Information shown

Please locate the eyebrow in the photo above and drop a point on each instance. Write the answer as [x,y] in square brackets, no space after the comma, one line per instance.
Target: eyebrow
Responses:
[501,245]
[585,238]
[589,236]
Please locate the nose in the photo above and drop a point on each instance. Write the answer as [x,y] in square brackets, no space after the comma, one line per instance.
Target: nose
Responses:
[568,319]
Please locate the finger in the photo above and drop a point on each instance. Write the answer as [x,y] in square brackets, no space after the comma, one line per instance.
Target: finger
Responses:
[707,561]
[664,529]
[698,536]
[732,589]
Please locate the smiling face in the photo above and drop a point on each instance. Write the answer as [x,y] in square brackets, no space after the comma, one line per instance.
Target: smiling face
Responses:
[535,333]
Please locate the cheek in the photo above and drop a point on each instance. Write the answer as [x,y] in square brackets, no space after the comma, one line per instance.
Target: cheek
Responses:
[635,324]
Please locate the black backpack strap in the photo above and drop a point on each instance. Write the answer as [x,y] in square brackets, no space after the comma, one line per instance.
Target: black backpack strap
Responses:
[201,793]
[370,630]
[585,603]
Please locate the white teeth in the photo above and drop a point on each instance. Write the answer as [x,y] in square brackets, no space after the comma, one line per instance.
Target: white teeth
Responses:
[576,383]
--
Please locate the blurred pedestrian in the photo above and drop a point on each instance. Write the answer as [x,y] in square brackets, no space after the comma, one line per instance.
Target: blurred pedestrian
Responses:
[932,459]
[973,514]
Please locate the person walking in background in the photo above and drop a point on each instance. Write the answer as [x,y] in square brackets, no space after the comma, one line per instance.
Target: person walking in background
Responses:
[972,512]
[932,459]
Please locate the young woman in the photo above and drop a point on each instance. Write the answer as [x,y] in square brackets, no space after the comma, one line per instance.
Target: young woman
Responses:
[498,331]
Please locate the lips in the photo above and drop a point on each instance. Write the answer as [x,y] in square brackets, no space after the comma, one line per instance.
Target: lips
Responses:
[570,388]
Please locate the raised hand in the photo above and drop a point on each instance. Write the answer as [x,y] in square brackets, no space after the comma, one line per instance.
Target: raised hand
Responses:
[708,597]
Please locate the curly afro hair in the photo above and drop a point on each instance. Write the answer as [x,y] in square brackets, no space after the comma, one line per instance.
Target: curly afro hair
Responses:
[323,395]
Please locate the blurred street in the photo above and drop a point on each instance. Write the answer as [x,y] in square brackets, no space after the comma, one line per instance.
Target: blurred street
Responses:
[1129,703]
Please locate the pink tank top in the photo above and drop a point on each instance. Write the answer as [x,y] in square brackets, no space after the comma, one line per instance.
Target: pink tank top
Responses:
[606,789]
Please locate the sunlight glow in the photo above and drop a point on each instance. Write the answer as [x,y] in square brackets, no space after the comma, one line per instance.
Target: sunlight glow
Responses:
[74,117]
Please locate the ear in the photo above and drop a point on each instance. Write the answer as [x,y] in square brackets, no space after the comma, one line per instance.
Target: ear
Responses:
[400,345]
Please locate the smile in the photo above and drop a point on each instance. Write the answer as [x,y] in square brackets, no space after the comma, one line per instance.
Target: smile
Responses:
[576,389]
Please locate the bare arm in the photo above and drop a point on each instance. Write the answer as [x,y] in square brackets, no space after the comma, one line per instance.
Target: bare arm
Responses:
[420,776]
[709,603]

What is asked
From the material above, copy each line that contains the string "smile", keeping the lines in their original order.

Solution to this task
Please locate the smile in the photo above and drop a point on each instance. Write the answer as [x,y] in square brackets, no space after the comma, one line per instance.
Target: smile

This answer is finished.